The task: Can you carry the forum discussion of NRF and NSAM shares below forward from its last sentence?
begin Source document
If you mean by "we" me, hell yes.
NRF has a fantastic, tax deferred (imo) yield for anybody who buys before Hamo gets the yield down, probably by spinning off the mortgage business. So I see a pop to 22 when that happens. After that, imo, it's a slow growth yield hold, just like most equity reits.....get rich slowly.
I still believe NSAM will hit 30 before year end on a great growth rate which a slow, lazy market has yet to see or believe.
While I'm very p'od over the excessive compensation just paid, the thought of selling (other than flippers) has not even entered my mind.
While NRF looks good compared to dismal (and deserved) NSAM performance ytd, for an equity reit NRF ain't doin well. YTD price change with no intervening ex dividend days:
VNQ ( equity reit index etf) + 4.67%
SUI (mfg housing) +7.26%
HCN (healthcare) +5.33%
I suspect some of the stink from the nsam robber rape rubbed off onto nrf.
If in a taxable account, you must consider the tax consequences of a sale. To illustrate, if 100,000 of sui proceeds will cause 20,000 of incremental taxes to be paid, you only have 80,000 to reinvest elsewhere.
No investment is without risk or potential reward. The only thing certain about such a move is handing 20 grand to the governments.
Another consideration is whether you need more income (yield). I don't which is why I am not converting nsam (with huge tax gains) into something with a much higher yield. There is a place in my current portfolio for high price growth potential instead of current yield. Ten years ago that would not have been the case.
Hamo = 1,940,671
Tylis & Gilbert = 1,390,932 EACH
Hess = 383,049
Lieberman = 245,193
TOTAL = 5,350,777 x 22 = 117.7 million.
Of course they cover up and spread out the real cost with GAAP rules, restrictions and deferred vesting, all of which are economic fictions.
Told ya. 9 trading days for over 3% including the dividend.
Those not at position limit may want to wait for 4Q earnings and first est of 2015.....I suspect another 5% in a month or so.
end Source document
begin Data supplied
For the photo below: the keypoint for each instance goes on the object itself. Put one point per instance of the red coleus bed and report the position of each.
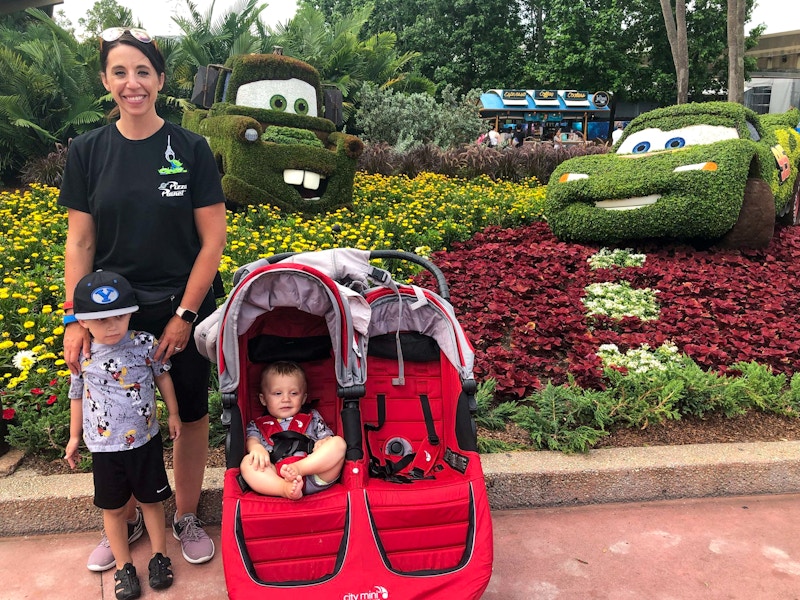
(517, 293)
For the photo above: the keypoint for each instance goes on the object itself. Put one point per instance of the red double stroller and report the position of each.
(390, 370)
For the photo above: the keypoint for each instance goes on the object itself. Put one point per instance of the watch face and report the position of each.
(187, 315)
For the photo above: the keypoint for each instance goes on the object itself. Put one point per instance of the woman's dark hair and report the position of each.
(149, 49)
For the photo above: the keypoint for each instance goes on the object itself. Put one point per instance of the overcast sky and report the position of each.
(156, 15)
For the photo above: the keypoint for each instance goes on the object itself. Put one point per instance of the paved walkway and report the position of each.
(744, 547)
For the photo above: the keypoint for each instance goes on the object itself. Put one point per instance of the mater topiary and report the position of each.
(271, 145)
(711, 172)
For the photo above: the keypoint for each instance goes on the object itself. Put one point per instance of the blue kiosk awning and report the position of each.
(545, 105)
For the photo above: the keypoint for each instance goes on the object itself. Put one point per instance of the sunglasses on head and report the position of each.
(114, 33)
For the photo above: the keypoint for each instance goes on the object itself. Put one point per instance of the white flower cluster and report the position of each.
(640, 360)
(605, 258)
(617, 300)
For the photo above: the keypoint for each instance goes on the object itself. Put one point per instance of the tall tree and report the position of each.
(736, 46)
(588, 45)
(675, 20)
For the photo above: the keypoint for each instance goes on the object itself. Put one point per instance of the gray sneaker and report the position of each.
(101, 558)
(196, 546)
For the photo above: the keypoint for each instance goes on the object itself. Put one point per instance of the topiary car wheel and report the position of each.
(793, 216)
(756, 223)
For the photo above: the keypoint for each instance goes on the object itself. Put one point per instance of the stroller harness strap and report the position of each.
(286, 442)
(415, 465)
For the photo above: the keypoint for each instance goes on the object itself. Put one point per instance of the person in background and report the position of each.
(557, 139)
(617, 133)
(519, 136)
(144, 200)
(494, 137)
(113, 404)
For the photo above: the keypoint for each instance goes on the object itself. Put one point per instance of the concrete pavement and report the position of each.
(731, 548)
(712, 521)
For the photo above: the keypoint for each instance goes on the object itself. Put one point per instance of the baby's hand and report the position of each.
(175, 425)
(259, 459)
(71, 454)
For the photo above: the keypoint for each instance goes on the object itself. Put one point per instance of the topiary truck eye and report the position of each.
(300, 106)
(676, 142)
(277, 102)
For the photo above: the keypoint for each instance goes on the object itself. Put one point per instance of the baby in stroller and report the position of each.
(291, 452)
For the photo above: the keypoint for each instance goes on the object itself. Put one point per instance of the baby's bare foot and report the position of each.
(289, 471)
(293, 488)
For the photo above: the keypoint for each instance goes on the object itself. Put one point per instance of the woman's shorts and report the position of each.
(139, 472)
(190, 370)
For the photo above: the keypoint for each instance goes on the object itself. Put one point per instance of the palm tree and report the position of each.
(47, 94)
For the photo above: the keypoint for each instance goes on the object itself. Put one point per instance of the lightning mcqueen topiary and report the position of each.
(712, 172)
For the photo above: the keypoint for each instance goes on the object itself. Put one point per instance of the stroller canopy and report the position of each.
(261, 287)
end Data supplied
Exercise result:
From today's press release:
"Immediately after the closing, the Company refinanced approximately $120.9 million of the mortgage debt on 13 of the communities, generating excess proceeds of $126.0 million, at a weighted average interest rate of 3.87% per annum and a weighted average term of 14.1 years."
120.9 + 126.0 = 246.9 /742.9 = 33.2% of purchase price at 3.87% for 14 years. That goes a long way in making the predicted accretion from this deal. Balance of assumed debt must be that with most favorable terms. Details will be in 10-K.
Sold the common at 50 and preferred kinda expensive vs common yield. BUT dividend on preferred will not increase whereas dividend on common will.
This is just a super buy for SUI. Geographic diversification, 73% age restricted (for baby boomers), concentration in Florida. Just a super duper deal.
Because nsam got raped and nrf didn't. Remember the lessons I posted here last year about percentage ownership of insiders tilting toward nsam. It's happening, big time. Insiders are not buying nrf share issuances (thus pct goes down) and the obscene giveaway shares come from nsam.
They should get options, not shares, and the strike price should increase 1% per quarter, compounded. Then the insiders get big bucks only if the shareholders get 4% per year on the price, and only in proportion to shareholders' gain.
If you are wondering why, go read the Forms 4 which were filed last Friday night at 9 pm when they hoped nobody would notice. Obviously, more than a few noticed the obscene pillaging of giveaway shares.
Assuming the closing prices Fidelity is reporting stand, 17.58 + 22.57 = 40.15 closing price combined.
Total return for nrf combined for 2014 dripping with Fidelity = 57.79%.
From July 1 closing prices, nrf= 9.85% total return vs 18.13% for nsam. Combined = 14.26%.
Details on IV board.
Given the price action so far today it is unlikely that I will sell any nrf or nsam today. Thus, Fidelity's summary this morning will stand for the year. The following report is from all accounts in which I have traded nrf/nsam.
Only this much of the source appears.